● PASSAGE SHOWN

########

# Is the effect of weight-to-horsepower ratio linear?

I am wondering if a car that weighs 2,5kg and a engine power output of 1hp would be just as fast when going in a straight line like a 1250kg car with 500hp (they both would have a weight-to-horsepower ratio of 2,5:1). To make things easier, lets ignore things like efficiency, traction and aerodynamics. Are there other factors I am not aware of?

If we ignore friction and drag we can revert back to,

One horsepower is equal to 745.7 watts. one watt is 1kg force moving 1-meter per second.

a car with N times power is being pushed by N times force, and assuming it has n times mass

$$F=m\alpha \quad and\ NF=Nm\alpha$$

The answer is yes, the two cars will accelerate with same acceleration.

Acceleration is determined by power-to-weight ratio. Two vehicles with the same power-to-weight ratio will accelerate at the same rate.

########

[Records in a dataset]
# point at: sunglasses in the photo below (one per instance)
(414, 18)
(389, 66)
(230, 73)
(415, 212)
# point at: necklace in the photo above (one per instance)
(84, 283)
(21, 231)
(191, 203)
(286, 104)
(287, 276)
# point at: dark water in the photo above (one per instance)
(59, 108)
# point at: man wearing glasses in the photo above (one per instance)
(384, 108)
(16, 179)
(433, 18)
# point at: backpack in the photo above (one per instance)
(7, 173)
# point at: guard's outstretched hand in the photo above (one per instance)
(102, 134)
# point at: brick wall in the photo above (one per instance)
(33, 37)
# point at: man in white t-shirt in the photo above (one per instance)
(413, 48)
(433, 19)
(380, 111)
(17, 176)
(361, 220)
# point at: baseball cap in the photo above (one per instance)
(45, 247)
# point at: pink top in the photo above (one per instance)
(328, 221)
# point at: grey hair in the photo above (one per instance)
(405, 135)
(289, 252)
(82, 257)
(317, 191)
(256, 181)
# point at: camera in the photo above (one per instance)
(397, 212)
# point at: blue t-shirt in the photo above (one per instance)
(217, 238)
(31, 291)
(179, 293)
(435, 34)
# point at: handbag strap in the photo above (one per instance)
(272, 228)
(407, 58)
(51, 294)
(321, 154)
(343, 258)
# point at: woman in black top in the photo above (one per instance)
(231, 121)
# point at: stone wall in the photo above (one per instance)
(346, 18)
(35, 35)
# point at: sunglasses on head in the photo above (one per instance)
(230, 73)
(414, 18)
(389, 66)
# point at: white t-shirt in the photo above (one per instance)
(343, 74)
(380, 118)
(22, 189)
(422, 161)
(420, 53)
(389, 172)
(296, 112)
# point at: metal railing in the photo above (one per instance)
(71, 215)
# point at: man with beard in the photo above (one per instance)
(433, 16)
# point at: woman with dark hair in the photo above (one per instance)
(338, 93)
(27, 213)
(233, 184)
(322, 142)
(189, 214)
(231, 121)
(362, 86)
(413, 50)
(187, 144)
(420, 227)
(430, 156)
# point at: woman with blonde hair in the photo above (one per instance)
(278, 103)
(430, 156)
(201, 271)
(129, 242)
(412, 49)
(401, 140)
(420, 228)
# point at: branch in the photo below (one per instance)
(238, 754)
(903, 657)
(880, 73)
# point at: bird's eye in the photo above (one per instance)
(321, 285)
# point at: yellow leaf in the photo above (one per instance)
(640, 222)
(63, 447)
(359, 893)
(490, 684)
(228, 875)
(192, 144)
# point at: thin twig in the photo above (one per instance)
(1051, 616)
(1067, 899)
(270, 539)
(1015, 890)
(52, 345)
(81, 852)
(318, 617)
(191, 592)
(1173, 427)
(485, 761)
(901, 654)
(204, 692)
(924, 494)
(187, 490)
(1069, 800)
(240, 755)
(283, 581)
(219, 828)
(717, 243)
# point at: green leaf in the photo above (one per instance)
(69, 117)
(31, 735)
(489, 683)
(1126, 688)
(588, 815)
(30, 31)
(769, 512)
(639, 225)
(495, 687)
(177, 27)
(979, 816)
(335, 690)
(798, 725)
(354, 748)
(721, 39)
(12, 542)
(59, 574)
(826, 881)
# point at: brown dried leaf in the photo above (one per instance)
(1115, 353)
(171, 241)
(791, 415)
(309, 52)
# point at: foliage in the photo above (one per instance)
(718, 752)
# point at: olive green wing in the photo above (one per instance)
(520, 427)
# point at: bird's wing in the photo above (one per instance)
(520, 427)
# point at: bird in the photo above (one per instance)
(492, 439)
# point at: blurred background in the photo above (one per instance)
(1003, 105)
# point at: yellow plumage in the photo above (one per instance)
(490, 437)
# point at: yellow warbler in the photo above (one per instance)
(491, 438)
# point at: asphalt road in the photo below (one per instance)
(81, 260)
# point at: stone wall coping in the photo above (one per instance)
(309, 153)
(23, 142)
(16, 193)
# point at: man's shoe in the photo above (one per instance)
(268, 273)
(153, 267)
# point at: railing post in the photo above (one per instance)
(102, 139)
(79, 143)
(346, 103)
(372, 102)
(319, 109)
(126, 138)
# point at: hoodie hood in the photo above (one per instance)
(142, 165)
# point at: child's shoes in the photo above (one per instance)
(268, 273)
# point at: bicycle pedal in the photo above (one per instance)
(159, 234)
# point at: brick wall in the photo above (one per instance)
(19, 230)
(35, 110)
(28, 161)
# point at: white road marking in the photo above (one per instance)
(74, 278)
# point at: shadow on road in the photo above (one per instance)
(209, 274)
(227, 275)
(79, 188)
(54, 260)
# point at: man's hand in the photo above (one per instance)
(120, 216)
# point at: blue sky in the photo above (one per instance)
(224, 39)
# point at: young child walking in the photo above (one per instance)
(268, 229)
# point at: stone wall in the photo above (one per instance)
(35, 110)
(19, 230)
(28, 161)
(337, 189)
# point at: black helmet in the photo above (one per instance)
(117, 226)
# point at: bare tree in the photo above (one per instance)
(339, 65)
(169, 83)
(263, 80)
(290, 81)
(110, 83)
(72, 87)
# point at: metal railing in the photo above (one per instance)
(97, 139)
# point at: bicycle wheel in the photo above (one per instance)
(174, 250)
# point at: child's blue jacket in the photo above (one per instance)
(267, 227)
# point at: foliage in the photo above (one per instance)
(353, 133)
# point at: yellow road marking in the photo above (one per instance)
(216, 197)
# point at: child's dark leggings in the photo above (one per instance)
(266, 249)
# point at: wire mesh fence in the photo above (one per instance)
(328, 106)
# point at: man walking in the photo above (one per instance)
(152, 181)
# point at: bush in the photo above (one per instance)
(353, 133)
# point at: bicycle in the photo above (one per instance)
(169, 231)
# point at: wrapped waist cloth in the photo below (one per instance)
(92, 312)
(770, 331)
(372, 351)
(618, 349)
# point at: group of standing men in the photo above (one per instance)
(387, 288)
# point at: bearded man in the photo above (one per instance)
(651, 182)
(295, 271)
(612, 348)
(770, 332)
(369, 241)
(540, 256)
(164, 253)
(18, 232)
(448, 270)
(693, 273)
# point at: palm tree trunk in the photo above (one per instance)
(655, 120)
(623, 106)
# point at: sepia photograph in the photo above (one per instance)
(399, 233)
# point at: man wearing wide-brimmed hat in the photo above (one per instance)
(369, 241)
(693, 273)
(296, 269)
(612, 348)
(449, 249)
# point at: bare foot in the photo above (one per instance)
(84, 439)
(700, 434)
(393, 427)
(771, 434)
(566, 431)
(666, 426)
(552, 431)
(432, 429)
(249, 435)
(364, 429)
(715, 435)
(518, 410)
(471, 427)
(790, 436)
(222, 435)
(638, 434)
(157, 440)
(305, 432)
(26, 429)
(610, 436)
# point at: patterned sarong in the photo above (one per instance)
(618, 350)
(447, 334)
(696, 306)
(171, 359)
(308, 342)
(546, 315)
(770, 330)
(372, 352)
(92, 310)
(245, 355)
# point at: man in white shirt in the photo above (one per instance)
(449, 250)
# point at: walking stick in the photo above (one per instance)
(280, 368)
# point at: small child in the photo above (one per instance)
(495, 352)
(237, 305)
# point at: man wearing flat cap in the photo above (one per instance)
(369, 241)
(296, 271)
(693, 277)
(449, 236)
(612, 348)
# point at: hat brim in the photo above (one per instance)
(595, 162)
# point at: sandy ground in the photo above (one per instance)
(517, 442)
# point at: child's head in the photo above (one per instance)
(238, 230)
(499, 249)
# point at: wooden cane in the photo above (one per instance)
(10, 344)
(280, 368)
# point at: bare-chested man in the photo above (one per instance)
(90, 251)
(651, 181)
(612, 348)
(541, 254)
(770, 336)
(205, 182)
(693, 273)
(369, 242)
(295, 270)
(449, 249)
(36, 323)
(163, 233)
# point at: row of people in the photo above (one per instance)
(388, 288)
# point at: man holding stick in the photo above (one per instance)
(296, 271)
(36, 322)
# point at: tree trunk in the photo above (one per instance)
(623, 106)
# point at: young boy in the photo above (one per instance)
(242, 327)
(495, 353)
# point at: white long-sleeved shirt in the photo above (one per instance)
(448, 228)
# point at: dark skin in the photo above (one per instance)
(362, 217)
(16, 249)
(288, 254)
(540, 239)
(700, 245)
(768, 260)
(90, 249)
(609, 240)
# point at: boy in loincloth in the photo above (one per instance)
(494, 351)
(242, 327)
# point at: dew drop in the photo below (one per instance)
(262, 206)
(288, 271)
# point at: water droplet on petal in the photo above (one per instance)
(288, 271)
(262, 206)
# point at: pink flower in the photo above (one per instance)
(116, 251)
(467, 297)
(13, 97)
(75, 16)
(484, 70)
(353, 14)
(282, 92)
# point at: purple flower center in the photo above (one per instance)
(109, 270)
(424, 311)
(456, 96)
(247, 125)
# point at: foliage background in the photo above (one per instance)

########

● WHAT THE TASK ASKS
In the passage on weight-to-horsepower ratio, how many watts equal one horsepower?

● RESPONSE
745.7 watts